== Segment start ==

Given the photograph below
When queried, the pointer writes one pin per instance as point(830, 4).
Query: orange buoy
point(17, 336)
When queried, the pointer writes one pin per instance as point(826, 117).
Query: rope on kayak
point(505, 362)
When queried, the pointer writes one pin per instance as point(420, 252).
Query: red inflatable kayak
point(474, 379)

== Segment end ==

### Aim of the task:
Print exactly and only the lines that start at the line with "Query: orange buoy" and run through the end of the listing above.

### Written solution:
Query: orange buoy
point(17, 336)
When queried, the pointer writes one pin per instance as point(826, 117).
Query: rope on kayak
point(505, 362)
When queried, the pointer writes one pin per instance as point(420, 252).
Query: red inflatable kayak
point(474, 379)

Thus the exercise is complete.